# Request
Output the data below as a JSON list of strings, one string for each line, skipping blank lines. Leave the pictures out.

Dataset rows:
-*-

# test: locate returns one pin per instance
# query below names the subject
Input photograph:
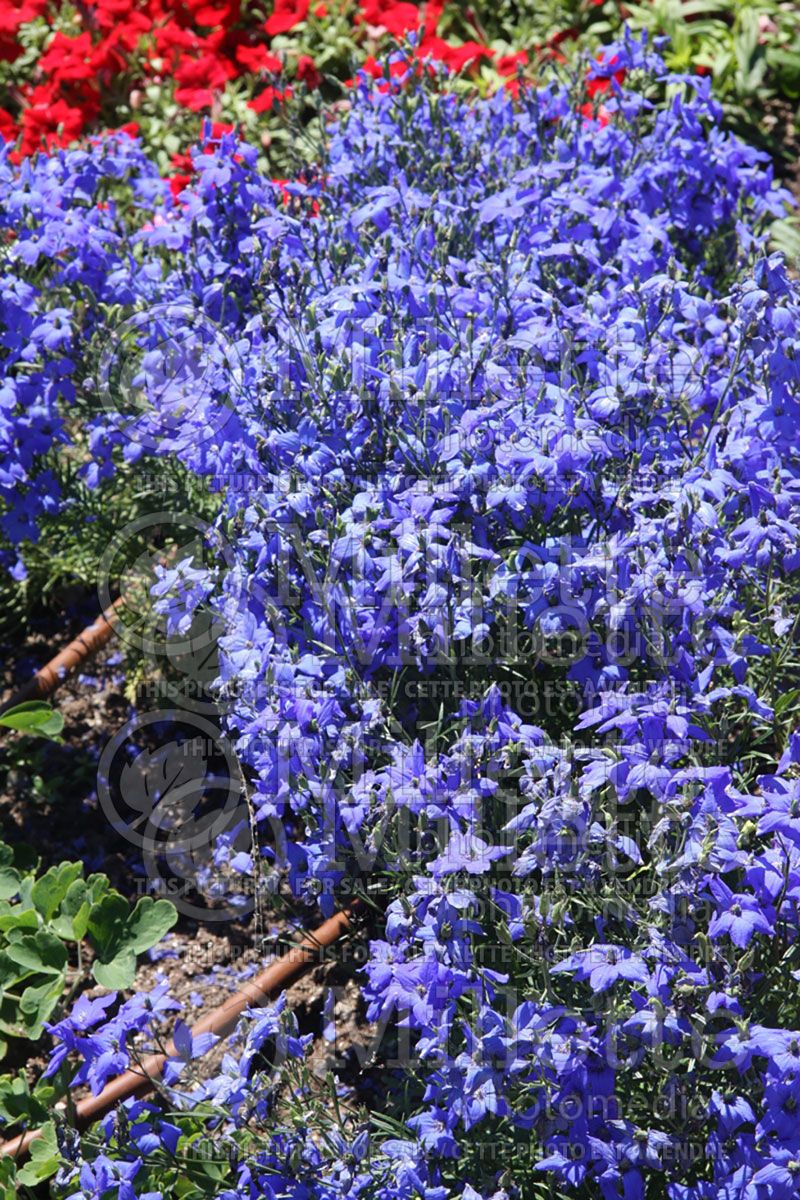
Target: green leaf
(119, 935)
(10, 881)
(149, 922)
(17, 917)
(50, 889)
(34, 718)
(41, 951)
(44, 1158)
(118, 973)
(72, 919)
(37, 1003)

-*-

# Written reply
[
  "# test: locate returns one pin per instance",
  "# query below names the subject",
  "Input photograph:",
  "Target: green leaf",
  "(119, 935)",
  "(10, 881)",
  "(149, 922)",
  "(17, 917)",
  "(50, 889)",
  "(34, 718)",
  "(41, 951)",
  "(44, 1158)",
  "(118, 973)",
  "(72, 919)",
  "(37, 1003)"
]